SignBridge

Bridging sign language and spoken language in real time

SignBridge is an end-to-end communication tool that translates sign language to text and speech to text simultaneously, enabling real-time conversations between deaf and hearing individuals. It combines on-device computer vision, deep learning classifiers, and Google Gemini for transcription, translation, and text-to-speech.

Features

Fingerspelling Recognition — Detects hand landmarks via MediaPipe and classifies ASL letters A–Z in real time using a TFLite model.
Word-Level Sign Recognition (experimental) — Buffers pose + hand landmark sequences and predicts sign glosses using a PyTorch LSTM/Transformer model trained on the WLASL dataset.
Live Speech Transcription — Streams 16 kHz PCM audio over a WebSocket to Google Gemini Live for low-latency captions.
Cross-Language Translation — When the deaf and hearing users speak different languages, the live transcription pipeline doubles as a spoken-language interpreter.
Text-to-Speech Narration — Converts accumulated sign sequences into natural speech audio via Gemini's TTS modality.
Responsive Web App — Modern SPA with pages for the interactive demo, live transcription, technology overview, methodology, and team info.

Architecture

┌──────────────────────────────────────────────────────┐
│                     Frontend (React)                 │
│  MediaPipe Hand/Pose Landmarker  ·  AudioWorklet PCM │
└──────────┬──────────────┬───────────────┬────────────┘
           │ REST         │ REST          │ WebSocket
           ▼              ▼               ▼
┌──────────────────────────────────────────────────────┐
│                   Backend (FastAPI)                   │
│                                                      │
│  POST /predict         → TFLite fingerspelling       │
│  POST /predict/wlasl   → PyTorch WLASL classifier    │
│  POST /gemini/transcribe → Gemini speech-to-text     │
│  POST /gemini/narrate    → Gemini TTS (WAV base64)   │
│  WS   /ws/live-transcribe → Gemini Live streaming    │
│  GET  /wlasl/status      → Model status & metadata   │
└──────────────────────────────────────────────────────┘

Tech Stack

Layer	Technology
Frontend	React 19, TypeScript 5.9, Vite 8, Tailwind CSS 4, React Router 7
Backend	FastAPI, Uvicorn, Pydantic v2, Python 3.11+
ML — Fingerspelling	TFLite (`ai-edge-litert`), MediaPipe Hand Landmarker
ML — Word Signs	PyTorch (BiLSTM w/ attention or Transformer), MediaPipe Holistic
Speech / TTS	Google Gemini API (`google-genai`) — transcription, live streaming, text-to-speech
Training	MediaPipe 0.10.14 feature extraction, PyTorch training loop, WLASL dataset

Project Structure

SignBridge/
├── frontend/               # React SPA
│   ├── src/
│   │   ├── pages/          # Home, Demo, Transcription, Technology, Methodology, Team
│   │   ├── components/     # Layout, Navbar, Footer
│   │   └── lib/            # liveCaption WebSocket helper
│   └── public/             # Static assets, PCM AudioWorklet processor
├── backend/                # FastAPI server
│   ├── main.py             # Routes & app setup
│   ├── wlasl_engine.py     # WLASL model loader & inference
│   └── gemini_live_ws.py   # Gemini Live WebSocket bridge
├── Models/
│   ├── Fingerspelling/     # TFLite model + label CSV (A–Z)

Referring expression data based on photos
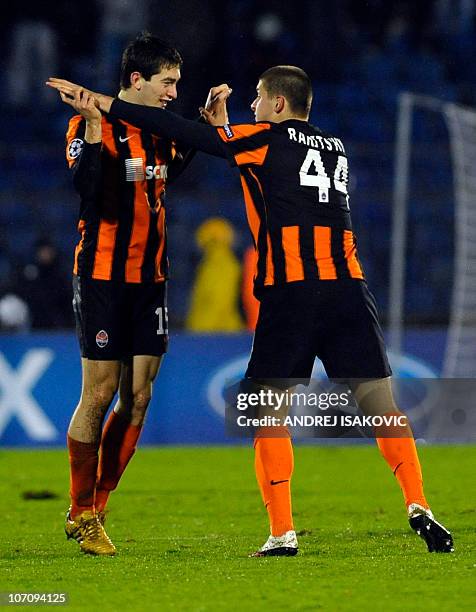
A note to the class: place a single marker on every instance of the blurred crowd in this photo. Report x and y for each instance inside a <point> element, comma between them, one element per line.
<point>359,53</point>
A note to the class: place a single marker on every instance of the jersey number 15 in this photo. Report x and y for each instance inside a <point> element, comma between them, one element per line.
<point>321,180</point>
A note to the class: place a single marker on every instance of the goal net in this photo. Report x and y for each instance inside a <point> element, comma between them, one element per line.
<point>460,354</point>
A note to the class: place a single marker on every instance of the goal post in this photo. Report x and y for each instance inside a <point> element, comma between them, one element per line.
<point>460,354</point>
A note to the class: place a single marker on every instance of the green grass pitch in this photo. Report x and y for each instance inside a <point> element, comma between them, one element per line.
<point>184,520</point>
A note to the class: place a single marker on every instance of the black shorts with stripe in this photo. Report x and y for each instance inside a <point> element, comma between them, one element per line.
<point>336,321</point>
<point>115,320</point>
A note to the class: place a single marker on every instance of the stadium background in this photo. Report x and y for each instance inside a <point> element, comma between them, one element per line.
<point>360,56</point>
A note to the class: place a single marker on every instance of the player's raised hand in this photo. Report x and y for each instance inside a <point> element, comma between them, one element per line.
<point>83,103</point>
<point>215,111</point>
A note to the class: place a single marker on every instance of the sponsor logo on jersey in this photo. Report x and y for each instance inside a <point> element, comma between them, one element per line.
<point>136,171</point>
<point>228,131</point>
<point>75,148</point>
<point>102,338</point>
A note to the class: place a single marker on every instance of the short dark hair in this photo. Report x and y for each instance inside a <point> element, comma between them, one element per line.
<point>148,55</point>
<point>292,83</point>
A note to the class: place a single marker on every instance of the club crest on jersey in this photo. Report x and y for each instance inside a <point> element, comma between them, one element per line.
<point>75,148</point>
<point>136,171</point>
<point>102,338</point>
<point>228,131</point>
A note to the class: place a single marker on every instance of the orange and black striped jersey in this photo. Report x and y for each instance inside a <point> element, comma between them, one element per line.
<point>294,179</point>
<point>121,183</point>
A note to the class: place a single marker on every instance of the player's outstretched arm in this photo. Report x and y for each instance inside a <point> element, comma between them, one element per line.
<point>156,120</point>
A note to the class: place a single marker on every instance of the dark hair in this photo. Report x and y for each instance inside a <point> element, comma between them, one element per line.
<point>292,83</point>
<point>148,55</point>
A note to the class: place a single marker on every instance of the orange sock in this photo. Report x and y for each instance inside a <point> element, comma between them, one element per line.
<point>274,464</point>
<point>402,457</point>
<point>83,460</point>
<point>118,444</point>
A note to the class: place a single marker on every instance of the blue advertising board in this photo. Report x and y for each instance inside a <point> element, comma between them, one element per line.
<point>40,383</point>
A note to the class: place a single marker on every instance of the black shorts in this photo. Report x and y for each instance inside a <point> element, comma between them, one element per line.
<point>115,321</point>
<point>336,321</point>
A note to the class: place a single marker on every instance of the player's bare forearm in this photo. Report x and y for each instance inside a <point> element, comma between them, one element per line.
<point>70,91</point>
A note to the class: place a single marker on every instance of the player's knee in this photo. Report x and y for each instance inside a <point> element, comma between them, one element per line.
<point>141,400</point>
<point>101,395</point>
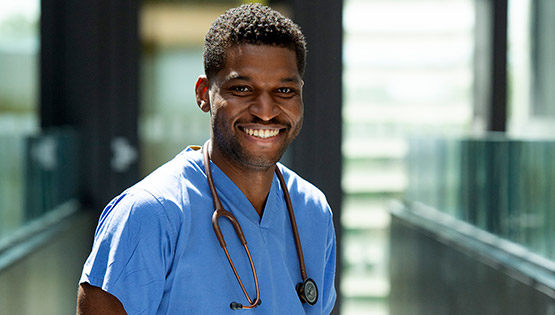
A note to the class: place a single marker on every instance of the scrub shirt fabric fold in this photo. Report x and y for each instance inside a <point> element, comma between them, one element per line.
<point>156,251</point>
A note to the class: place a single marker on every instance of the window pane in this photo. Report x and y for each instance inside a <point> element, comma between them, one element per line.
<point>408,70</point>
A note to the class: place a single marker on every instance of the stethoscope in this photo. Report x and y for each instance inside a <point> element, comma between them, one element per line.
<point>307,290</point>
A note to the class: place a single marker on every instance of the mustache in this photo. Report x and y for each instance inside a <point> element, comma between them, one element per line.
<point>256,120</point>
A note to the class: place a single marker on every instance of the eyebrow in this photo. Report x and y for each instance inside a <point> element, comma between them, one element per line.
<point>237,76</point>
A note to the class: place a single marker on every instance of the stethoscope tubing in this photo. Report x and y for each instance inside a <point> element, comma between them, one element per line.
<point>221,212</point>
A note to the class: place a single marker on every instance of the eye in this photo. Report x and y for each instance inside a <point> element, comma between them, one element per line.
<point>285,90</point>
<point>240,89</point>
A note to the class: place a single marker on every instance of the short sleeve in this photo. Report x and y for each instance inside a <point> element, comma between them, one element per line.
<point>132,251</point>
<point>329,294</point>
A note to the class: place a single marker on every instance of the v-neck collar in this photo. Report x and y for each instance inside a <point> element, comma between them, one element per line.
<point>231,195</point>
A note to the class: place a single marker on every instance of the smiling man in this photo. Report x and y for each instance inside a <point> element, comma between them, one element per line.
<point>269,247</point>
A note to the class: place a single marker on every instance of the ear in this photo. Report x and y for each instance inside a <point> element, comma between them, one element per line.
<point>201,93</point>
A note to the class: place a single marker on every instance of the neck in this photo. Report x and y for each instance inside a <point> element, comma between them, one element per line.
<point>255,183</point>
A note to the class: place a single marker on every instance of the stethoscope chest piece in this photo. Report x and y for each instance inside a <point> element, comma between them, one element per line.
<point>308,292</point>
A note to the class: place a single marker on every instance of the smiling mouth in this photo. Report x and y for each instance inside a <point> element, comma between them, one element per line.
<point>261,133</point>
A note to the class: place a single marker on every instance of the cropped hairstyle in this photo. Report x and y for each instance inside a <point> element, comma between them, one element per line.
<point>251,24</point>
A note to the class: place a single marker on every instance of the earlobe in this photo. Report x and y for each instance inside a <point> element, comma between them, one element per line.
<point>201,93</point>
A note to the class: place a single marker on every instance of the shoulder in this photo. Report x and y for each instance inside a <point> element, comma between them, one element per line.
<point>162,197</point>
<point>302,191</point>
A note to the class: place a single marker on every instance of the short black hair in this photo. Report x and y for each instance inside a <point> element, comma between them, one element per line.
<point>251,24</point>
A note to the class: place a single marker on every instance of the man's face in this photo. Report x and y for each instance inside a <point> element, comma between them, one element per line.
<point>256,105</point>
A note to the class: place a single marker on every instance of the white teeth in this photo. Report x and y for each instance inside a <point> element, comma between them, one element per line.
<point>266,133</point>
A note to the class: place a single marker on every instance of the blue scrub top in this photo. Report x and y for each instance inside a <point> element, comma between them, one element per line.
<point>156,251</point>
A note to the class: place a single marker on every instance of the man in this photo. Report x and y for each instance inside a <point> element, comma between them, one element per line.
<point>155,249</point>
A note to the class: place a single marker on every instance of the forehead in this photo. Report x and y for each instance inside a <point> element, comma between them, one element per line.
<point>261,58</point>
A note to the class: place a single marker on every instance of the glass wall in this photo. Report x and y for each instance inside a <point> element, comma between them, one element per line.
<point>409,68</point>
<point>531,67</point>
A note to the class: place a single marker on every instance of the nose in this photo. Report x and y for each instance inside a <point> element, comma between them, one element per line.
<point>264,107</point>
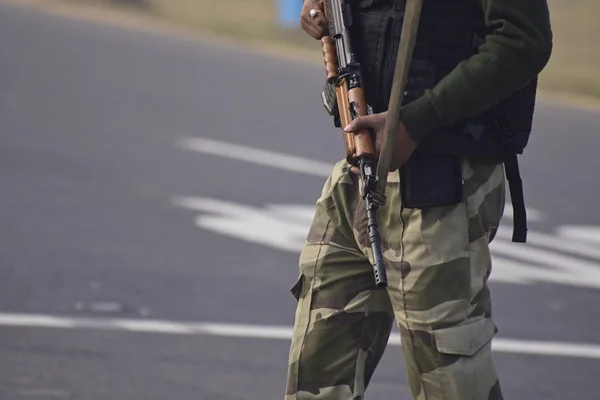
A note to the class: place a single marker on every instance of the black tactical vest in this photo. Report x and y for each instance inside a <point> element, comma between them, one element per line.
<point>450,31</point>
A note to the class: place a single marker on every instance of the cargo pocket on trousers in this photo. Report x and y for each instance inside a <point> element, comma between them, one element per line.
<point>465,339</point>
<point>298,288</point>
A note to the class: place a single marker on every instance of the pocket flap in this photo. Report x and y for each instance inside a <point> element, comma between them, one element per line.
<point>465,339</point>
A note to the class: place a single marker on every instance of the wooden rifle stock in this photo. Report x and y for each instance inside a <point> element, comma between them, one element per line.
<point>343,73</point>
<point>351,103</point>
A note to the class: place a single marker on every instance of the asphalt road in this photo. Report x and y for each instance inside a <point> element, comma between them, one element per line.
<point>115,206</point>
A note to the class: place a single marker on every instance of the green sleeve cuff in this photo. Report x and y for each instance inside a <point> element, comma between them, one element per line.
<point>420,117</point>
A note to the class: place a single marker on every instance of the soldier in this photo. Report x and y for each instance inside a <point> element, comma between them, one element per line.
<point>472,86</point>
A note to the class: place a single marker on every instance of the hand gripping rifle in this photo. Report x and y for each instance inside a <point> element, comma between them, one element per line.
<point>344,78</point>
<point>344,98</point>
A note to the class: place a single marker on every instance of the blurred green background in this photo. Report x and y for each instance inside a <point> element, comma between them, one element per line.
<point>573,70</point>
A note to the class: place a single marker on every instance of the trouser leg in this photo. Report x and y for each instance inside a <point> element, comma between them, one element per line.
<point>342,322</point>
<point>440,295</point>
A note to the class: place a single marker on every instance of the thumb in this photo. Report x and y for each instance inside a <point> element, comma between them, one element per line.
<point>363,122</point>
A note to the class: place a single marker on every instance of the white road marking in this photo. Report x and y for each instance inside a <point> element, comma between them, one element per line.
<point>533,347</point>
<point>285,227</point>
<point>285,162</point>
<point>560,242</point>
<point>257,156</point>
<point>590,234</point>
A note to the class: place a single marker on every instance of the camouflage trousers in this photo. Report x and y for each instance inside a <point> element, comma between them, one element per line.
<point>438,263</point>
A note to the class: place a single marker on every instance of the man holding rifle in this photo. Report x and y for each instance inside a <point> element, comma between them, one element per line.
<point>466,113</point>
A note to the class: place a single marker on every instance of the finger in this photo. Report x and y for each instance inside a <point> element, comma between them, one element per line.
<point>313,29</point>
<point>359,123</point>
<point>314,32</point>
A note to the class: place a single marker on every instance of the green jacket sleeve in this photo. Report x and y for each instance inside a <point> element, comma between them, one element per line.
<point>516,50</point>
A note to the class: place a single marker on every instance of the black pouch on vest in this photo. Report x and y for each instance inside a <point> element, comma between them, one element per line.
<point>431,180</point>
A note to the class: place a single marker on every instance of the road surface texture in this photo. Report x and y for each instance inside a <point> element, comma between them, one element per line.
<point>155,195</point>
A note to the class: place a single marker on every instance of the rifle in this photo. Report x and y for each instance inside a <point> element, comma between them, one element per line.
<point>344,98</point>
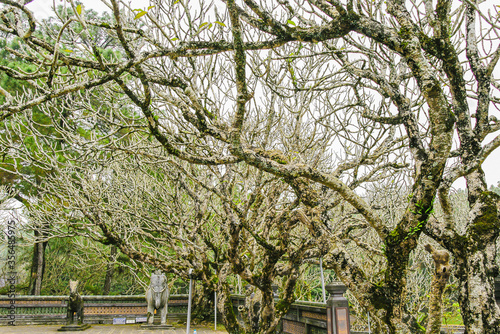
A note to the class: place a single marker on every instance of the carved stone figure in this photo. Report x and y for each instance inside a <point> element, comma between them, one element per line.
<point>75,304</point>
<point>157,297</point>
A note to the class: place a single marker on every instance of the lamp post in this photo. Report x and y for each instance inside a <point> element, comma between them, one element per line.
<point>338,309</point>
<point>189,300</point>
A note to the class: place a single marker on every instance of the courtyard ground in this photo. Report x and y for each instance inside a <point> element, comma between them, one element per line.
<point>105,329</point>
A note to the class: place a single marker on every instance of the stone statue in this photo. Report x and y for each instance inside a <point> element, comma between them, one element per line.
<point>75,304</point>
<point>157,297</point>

● **WORK ORDER 1**:
Answer these questions from the SignBridge overview:
(a) At what sample rate is PCM audio streamed for live speech transcription?
(b) Which backend endpoint runs the PyTorch WLASL classifier?
(c) Which Python version does the backend use?
● **WORK ORDER 2**: List every backend route shown in the architecture diagram of the SignBridge overview, giving each route's method and path.

● **WRITTEN SOLUTION 1**:
(a) 16 kHz
(b) POST /predict/wlasl
(c) Python 3.11+

● **WRITTEN SOLUTION 2**:
POST /predict
POST /predict/wlasl
POST /gemini/transcribe
POST /gemini/narrate
WS /ws/live-transcribe
GET /wlasl/status